>> BEGIN RECORDS FOR THIS TASK

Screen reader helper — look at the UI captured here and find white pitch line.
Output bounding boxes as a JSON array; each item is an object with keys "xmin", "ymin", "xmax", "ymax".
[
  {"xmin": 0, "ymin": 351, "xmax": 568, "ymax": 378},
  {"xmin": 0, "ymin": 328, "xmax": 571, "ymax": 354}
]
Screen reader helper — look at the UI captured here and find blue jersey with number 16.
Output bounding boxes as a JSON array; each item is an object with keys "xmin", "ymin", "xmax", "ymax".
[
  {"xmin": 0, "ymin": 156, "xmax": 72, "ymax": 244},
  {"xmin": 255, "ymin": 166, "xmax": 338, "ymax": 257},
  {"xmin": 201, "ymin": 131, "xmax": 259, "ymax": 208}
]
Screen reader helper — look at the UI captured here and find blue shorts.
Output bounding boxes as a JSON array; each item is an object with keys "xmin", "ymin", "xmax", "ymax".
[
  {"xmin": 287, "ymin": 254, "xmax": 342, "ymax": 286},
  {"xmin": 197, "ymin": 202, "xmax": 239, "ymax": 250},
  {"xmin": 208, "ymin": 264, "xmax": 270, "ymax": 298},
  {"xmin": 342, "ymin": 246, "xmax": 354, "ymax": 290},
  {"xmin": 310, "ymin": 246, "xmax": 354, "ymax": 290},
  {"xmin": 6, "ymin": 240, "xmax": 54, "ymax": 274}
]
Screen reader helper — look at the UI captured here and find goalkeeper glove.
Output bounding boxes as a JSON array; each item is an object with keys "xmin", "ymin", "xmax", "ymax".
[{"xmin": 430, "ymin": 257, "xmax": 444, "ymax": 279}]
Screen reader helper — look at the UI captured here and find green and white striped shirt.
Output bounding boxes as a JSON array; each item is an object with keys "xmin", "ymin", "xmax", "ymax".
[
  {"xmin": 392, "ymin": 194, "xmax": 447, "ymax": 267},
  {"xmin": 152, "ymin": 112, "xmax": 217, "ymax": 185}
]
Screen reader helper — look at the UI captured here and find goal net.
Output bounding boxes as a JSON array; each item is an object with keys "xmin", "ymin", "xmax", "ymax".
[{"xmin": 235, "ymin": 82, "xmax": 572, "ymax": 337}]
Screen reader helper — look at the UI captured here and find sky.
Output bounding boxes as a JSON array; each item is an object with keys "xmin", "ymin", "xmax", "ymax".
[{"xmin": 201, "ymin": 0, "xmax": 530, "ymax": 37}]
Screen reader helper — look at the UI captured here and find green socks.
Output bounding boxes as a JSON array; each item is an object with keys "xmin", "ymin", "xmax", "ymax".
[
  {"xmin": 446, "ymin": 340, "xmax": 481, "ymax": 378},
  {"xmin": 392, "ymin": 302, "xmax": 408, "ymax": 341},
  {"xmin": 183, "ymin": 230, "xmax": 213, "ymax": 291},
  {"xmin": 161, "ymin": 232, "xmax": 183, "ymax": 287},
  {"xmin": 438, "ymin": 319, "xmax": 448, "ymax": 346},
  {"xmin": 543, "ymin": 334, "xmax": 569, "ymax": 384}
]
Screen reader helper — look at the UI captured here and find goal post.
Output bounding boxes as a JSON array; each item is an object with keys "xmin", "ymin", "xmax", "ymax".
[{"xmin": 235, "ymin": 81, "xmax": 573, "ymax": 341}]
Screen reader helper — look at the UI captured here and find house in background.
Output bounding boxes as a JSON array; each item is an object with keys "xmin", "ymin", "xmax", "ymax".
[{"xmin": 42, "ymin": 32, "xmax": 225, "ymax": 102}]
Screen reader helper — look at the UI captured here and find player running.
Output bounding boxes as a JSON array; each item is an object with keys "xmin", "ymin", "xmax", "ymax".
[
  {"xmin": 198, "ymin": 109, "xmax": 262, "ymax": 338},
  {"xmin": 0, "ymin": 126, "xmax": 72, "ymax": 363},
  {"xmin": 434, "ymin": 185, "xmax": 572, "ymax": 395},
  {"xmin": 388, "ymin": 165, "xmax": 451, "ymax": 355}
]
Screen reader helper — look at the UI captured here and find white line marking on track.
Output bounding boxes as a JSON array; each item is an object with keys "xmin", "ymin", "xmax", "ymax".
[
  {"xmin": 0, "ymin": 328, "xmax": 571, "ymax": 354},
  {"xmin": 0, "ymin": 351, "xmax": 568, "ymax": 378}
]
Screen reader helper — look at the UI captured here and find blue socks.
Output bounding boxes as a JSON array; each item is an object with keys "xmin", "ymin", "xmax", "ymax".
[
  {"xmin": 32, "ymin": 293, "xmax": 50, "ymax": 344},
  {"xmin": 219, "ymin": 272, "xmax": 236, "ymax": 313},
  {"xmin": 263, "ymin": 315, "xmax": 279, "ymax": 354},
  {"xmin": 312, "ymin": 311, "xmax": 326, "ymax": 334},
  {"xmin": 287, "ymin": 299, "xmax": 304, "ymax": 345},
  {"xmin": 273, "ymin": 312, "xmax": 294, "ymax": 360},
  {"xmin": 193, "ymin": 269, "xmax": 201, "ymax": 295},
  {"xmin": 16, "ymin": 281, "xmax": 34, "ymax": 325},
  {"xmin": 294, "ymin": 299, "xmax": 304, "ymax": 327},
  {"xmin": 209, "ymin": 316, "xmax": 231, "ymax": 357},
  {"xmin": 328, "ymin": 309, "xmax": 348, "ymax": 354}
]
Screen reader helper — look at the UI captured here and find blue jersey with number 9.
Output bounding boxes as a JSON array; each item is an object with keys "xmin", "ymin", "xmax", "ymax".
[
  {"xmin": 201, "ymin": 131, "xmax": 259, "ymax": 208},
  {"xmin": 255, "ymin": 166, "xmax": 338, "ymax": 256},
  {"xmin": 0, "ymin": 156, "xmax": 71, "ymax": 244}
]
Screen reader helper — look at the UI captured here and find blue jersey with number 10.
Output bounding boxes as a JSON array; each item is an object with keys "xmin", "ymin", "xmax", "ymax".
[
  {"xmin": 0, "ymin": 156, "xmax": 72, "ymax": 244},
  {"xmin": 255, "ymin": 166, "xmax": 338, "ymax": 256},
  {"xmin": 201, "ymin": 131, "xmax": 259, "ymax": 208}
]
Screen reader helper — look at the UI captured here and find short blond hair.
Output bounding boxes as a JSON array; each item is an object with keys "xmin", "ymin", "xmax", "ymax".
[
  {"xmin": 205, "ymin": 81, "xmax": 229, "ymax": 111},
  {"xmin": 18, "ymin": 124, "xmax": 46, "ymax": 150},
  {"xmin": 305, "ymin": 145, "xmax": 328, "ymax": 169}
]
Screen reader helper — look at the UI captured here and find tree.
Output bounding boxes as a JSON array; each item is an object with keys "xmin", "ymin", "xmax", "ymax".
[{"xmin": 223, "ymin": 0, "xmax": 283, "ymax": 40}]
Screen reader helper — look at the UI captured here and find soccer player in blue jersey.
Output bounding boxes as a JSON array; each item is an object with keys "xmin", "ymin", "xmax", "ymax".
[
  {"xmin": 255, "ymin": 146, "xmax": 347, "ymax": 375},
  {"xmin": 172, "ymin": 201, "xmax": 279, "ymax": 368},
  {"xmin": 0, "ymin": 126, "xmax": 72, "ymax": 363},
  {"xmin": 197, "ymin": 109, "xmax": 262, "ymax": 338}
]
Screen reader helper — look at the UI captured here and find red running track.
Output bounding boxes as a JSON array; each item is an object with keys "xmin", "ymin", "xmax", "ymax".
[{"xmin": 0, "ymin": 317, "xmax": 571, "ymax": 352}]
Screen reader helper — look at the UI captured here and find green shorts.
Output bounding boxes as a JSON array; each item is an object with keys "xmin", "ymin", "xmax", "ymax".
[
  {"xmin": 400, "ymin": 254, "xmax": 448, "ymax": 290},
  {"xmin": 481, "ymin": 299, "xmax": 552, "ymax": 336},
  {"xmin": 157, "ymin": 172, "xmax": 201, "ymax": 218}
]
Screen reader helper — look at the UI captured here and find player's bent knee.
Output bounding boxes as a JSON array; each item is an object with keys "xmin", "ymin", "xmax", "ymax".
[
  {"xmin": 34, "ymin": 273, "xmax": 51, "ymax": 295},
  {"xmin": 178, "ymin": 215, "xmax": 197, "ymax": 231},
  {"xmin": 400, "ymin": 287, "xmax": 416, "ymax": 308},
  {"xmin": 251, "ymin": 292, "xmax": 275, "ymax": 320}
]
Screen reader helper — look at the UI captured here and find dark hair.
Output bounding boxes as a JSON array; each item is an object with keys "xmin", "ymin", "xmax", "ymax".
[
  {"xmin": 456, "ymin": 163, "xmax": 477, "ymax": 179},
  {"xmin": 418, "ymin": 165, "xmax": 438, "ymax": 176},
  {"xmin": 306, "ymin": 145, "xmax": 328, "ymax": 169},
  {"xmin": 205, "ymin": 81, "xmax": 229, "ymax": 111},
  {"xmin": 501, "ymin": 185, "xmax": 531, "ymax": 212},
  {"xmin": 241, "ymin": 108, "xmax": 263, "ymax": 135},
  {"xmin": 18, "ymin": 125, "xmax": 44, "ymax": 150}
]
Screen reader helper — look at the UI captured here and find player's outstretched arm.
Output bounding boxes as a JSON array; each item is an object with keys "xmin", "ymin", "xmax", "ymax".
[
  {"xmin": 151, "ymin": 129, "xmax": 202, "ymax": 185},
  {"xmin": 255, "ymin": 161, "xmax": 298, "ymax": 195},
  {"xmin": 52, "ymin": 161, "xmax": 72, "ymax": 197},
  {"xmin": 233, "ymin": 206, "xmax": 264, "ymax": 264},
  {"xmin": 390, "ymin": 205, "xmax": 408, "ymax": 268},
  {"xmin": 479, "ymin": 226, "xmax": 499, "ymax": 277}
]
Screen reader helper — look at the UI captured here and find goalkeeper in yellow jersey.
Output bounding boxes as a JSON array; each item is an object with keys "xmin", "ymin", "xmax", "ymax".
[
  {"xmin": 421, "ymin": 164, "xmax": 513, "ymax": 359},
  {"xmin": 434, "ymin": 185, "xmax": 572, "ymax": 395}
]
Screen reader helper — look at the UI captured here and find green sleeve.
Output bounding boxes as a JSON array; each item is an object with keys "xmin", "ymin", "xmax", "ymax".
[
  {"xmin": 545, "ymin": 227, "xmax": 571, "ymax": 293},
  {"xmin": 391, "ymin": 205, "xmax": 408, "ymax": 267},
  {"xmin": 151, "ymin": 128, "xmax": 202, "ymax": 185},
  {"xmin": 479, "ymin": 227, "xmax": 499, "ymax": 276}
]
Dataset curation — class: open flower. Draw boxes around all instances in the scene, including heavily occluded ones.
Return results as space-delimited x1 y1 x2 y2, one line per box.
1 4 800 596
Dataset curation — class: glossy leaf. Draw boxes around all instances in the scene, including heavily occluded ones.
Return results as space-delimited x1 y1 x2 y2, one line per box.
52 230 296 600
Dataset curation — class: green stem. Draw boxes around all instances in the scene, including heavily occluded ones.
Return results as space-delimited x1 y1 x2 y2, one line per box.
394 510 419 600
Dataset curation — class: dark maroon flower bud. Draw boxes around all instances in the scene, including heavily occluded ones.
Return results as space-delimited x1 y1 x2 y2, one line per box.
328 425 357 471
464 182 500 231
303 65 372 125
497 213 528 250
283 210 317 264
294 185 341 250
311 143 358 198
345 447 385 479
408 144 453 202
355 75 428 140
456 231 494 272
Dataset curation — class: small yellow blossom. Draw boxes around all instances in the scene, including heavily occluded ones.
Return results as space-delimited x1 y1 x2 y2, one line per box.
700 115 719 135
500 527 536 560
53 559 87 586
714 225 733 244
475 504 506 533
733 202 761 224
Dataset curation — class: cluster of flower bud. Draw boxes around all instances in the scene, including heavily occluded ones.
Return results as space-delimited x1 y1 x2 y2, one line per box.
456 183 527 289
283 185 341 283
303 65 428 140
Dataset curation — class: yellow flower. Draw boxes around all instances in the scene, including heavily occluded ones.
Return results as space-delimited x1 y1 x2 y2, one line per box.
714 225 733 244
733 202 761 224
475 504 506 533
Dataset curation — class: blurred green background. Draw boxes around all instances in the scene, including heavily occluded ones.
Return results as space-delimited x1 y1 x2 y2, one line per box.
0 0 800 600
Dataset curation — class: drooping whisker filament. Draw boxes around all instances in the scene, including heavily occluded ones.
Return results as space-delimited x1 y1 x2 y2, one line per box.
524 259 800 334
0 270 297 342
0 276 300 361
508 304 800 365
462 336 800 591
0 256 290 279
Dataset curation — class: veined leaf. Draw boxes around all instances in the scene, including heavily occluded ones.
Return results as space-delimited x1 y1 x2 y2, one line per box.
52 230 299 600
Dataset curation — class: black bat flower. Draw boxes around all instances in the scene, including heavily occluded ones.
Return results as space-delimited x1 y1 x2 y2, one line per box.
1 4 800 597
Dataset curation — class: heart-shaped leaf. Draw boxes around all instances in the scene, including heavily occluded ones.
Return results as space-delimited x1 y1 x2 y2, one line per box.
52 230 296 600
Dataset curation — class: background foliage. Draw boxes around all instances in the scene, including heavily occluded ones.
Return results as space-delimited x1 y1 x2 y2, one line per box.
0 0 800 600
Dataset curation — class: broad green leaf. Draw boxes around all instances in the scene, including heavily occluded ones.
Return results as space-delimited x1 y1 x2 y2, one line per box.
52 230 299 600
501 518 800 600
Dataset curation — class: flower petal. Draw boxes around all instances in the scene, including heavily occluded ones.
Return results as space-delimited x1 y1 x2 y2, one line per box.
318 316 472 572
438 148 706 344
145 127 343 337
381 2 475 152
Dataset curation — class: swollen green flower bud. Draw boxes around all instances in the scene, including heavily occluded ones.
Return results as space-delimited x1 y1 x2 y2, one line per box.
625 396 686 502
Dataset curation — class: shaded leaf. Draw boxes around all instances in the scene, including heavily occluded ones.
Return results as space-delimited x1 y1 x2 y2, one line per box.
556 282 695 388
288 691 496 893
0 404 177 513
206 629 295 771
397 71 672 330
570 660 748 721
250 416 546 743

>> END RECORDS FOR THIS TASK

* _SHORT PROBLEM_
Edit the lines starting at the one containing "Dataset curation — class: drooping" and ending at the one containing "501 518 800 600", replacing "heavily" with "partly" and leaving everything else unchanged. Return only those lines.

* _WRITTEN SOLUTION_
Dataset curation — class: drooping whisker filament. Draw boxes around all instances in the scene, including partly occluded ones.
Return results as space-delimited x1 y1 x2 y2, one line per box.
524 259 800 334
0 270 297 342
0 276 300 361
508 304 800 365
462 336 800 591
0 256 290 279
Dataset curation — class: veined leaf. Draw boxes around all instances in the scene, including partly occluded ones.
Return results as space-delimited x1 y1 x2 y2, one line per box.
52 230 299 600
Dataset curation — class: black bat flower. Draw boxes around all instances in the scene, including partly occluded ones.
Return results as space-delimited x1 y1 x2 y2, one line per box.
1 4 800 597
Dataset curation — class: heart-shaped leaf. Draw boxes around all instances in the scene, including partly occluded ones.
Return results as space-delimited x1 y1 x2 y2, one line per box.
52 230 296 600
Dataset curation — class: background foliage. Draw boxes around all instances in the scene, including partly occluded ones.
Return results as space-delimited x1 y1 x2 y2, one line per box.
0 0 800 600
Dataset curation — class: broad green leaf. Draw boxes around all instances in the scene, including partly occluded ones.
Return results as space-delimited x1 y1 x2 y2, one line per box.
52 230 299 600
501 518 800 600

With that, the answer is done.